Point annotation data
============================================================
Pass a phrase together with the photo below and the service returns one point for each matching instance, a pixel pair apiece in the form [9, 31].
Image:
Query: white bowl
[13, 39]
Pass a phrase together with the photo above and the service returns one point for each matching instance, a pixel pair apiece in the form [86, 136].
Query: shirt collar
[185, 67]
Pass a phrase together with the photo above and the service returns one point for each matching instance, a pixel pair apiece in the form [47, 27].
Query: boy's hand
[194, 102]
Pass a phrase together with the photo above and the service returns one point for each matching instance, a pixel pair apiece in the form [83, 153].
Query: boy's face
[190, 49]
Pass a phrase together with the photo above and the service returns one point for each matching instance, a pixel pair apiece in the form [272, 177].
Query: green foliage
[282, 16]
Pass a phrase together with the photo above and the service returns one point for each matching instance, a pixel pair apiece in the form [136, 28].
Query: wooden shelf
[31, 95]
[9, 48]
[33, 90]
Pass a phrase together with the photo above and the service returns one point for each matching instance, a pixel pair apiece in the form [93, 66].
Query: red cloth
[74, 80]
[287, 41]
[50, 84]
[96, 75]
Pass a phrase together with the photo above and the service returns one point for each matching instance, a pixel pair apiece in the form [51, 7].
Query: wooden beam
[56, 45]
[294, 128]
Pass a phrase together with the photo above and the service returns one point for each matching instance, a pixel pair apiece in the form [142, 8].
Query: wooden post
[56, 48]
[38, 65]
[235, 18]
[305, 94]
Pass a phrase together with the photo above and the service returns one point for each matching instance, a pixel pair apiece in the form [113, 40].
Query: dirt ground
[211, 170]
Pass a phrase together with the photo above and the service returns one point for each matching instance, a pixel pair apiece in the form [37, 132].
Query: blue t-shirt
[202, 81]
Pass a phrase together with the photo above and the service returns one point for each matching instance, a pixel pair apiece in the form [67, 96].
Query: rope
============================================================
- PROBLEM STATEMENT -
Reproduce all of the data above, substituting "timber" for every occurrence of "wooden" and leaving everything else unchanged.

- ANSWER TO THE PROBLEM -
Pass a phrase together with the photo below and the service returns one point for each matching instance, a pixel pair apiece in the form [9, 31].
Image:
Query: white bowl
[13, 39]
Pass a phrase together with the photo above and the service returns one point for each matching instance, a pixel pair apiece in the form [86, 136].
Query: shirt collar
[185, 67]
Pass a phrase together with the photo above and the service returns one point for each matching instance, a pixel pair apiece in the form [47, 27].
Query: boy's hand
[194, 102]
Pass a phrase together with the photo above and the service returns one point for each matching instance, a pixel pair apiece in the form [83, 153].
Query: boy's face
[190, 49]
Pass a phrase together with the photo above and the service returns one point for each matching instance, a pixel pair apiece in the form [272, 177].
Query: green foliage
[282, 16]
Pass a phrase together with the photo above and the service returns one point for each matching instance, a pixel pair apiece in the form [136, 28].
Query: timber shelf
[31, 95]
[9, 48]
[33, 90]
Pass a phrase together with the photo above and the service returns one point for each matching instance, a pixel pair apiece in the form [93, 66].
Query: red cloth
[74, 80]
[287, 41]
[50, 84]
[96, 75]
Pass a phrase together with the photo above and the service returns one point for each matching instance, a pixel pair apiece in the form [51, 7].
Query: timber beam
[56, 45]
[294, 128]
Pass a phrase together with the photo above and the service returns one point for each matching instance, a pixel pair apiece in the form [142, 8].
Query: timber post
[56, 48]
[38, 65]
[235, 18]
[305, 94]
Pass a phrase together with the photo above and the service returns one point for each matching instance, a pixel pair apiece in the form [113, 40].
Query: dirt ground
[211, 170]
Pass a phrase together with the photo above and the service returns one point for each matching instance, a pixel pair apiece in the form [37, 132].
Query: blue t-shirt
[202, 81]
Pass a phrase together with the photo above and the service returns one point for each matching instance, a pixel pair apiece in the form [67, 96].
Query: rope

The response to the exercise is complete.